Short problem: Name every foreign city that the biography of Alexandre Noll lists for his exhibitions abroad since 1950.

Source passage:
===============
Alexandre NOLL

(1890-1970)

Alexandre Noll was born in Reims on May 19, 1890, to Alsatian parents. After his secondary education, he worked in weaving in Reims, and, although he always showed a keen interest in drawing, he became a bank employee.

His military service was followed by the war, which he spent in the Serbian army, in the East, from where he brought back countless sketches. Upon his return, he began to work with wood, with which engraving had already made him familiar. From 1920 to 1925, he turned umbrella and parasol handles, made engraved lamp bases... But at the same time, his personal research began. At the International Exhibition of 1925, he presented engraved lacquers, then exhibited at the Autumn Salon and the Decorative Artists Salons, and regularly presented his works at "La Cremaillere" since 1927. As early as 1935, his sculptural work was heralded with bowls, trays, and pitchers.

He participated in the 1937 Exhibition, played a significant role in the 1939 Decorators Salon. In 1943, his first pieces of furniture were presented at the French Arts Company. Since 1946, he has exhibited at the New Realities Salons, and the same year at Colette Allendy's.

In 1947, his first individual exhibition took place at the Pyramid, rue d'Artois, with furniture and sculptures; followed by one at La Gentilhommière; in 1950, he took part in the Milan Triennial, the Salon des Artistes Decorateurs, was invited to the exhibition "The Sculpture from Rodin to Our Days", at the Maison de la Pensée Française and, at the Pavillon de Marsan, at the "Table Arts" with significant participation at Jacques Adnet's stand. Finally, since 1950, he has participated in numerous exhibitions abroad: Munich, Madrid, Vienna, London, Varese, etc.
===============
Supplied material:
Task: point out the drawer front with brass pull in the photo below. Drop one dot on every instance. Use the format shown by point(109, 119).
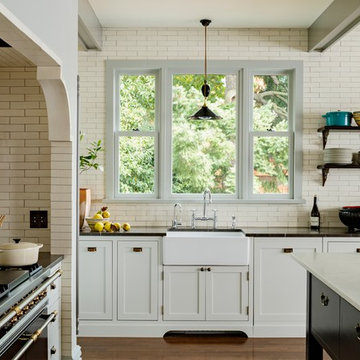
===============
Result: Munich, Madrid, Vienna, London, Varese